WHAT YOU WILL DO
A: In the interview about surfing and a typical studio day, who is named as the main engineer at Trackdown?
B: Continue the interview about surfing and a typical studio day from the point where it stops.

SOURCE PASSAGE
Spellbound: No more windsurfing...

Iva: I haven't sailed for ages; I'm surfing at least every couple of days at the moment. I've been doing this for about a year and a half, and I surf a big Malibu board. So Tony Llewellyn and I go surfing probably every couple of days, nearly every day at the moment, and it's something you can do for like an hour and a half and then get back to work. But, as I say, pretty soon it's going to be cold enough that it won't be a great inducement to get in the water (laughs).

Spellbound: Does it help you clear your head?

Iva: Absolutely, yeah. It's something that Paul and David find difficult to deal with, because when I've been sitting in the room for six hours or something, I really have to go out, you know, and they're not even vaguely inclined towards anything that involves sunlight. So it's very difficult for me to go, 'Well, just going to go for a surf for an hour and a half...'

Spellbound: Maybe you should check their bedrooms and see if there are any coffins in there.

Iva: Yeah, really...(laughs)

Spellbound: So you're basically not really windsurfing anymore?

Iva: Well, I haven't been so much because I've got a fascination with learning how to surf. I got to a point with windsurfing where I couldn't do much more on flat water, and I was getting bored with that, and I had to get into the surf. Except every time I got into the surf, it was a bit of a disaster, because I'd get kind of cleaned up and worked over a bit. So I decided I'd learn how to surf and get used to the whole thing. And, I am, too, I have gotten used to it, but as I say, that's my current fixation -- learning how to be a Malibu legend.


We asked Iva to lead us through a typical day at the studio. He turned out to be a very proficient tour guide.


Iva: Currently, there are two processes: the one which is done at home, and that would be that I'd probably go upstairs and kind of have a tidy-up from the chaos of the night before, because I hate working in a mess. Kind of washing the cups and vacuuming...

Spellbound: Ah, yes, we've heard about your vacuuming...

Iva: Fascinating stuff... and then David and Paul, they're kind of night owls I guess, so they don't arrive usually until about eleven o'clock. It's hard to sort of get them out of bed, basically. We usually spend quite a lot of time before they can concentrate, because at the moment there are no curtains there. So the sun blazes in and these guys being closeted night people can't really function well in daylight. So, it's not until about four in the afternoon where I'm actually getting anybody to really concentrate. At the moment the way we're writing is kind of pretty haphazardous, not anything like as methodical as what I would do before. Paul has got a MIDI kit which he sits at and fools with, and we've got a guitar plugged in and a bass plugged in and we might fool around with a few loops. I guess you know what loops are; they're the way lot of dance music is generated, but we're kind of doing perverse things with them like turning them backwards and stuff. And that's basically the way we're writing. Usually once we've got an idea by doing something like that, we might sit down and organise it a little bit better with the computer. So, that's that process, and at the moment I'm usually clocking off at about seven in the evening, so it's not really a long day. However, this will go on for a few days or even a week before I've got a whole song organised and usually I write the lyrics away from everybody and present it to them, or make them leave the room for a couple of hours and I'll sing it. So, once I've organised it to that extent, then what we do is we book a day at Trackdown with Simon Leadley, who is our main engineer. And we'll arrive down there at ten in the morning after having assembled a bit of equipment that we're having to remove from Whale Beach. Arrive in town at ten or ten-thirty, set up Paul's drums, and that'll take a couple hours to get happening, and then run up what we have already and play it all again live. We fiddle around a bit more with it during the rest of the day and quite often that day we'll go until eleven o'clock or so at night.

DATA PROVIDED
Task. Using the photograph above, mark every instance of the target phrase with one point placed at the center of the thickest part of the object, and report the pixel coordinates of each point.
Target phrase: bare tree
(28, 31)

OUTPUTS
A: Simon Leadley.

B:
We then questioned him about which atmosphere he's more comfortable in -- recording in the studio, or being on tour -- and it seem Mr. Davies prefers vacuuming studio carpeting to a confetti covered stage.


Iva: I've always preferred to be able to control the sound. There's something about playing live which is obviously totally beyond your control. I mean, that can be good, and that can be not good, you know. There are enough unknown quantities in that to make it a little bit disturbing. You don't quite know when something's going to completely spit the dummy and break down, or when your voice is going to break down or something. So, the reason why I've not weathered touring very well is because I'm incredibly intense about getting from one end of the show to the other in one piece. And while I'm touring, this is my entire reason for existence. It requires that I have to be in bed at blah, blah, blah, and I can't go out to a club and do what I want... and I can't smoke this number of cigarettes, and I can't do any more than this number of interviews in a day or I won't have any voice left, and it becomes kind of a totally possessing thing. And I'm usually just incredibly stressed by it all the time and it's not a great way to live. So, had the tours been not so intense, I might have got the opportunity to enjoy performing a bit better, but my major recollection of all those years of touring is just that I can't remember what happened because I was so worried the whole time.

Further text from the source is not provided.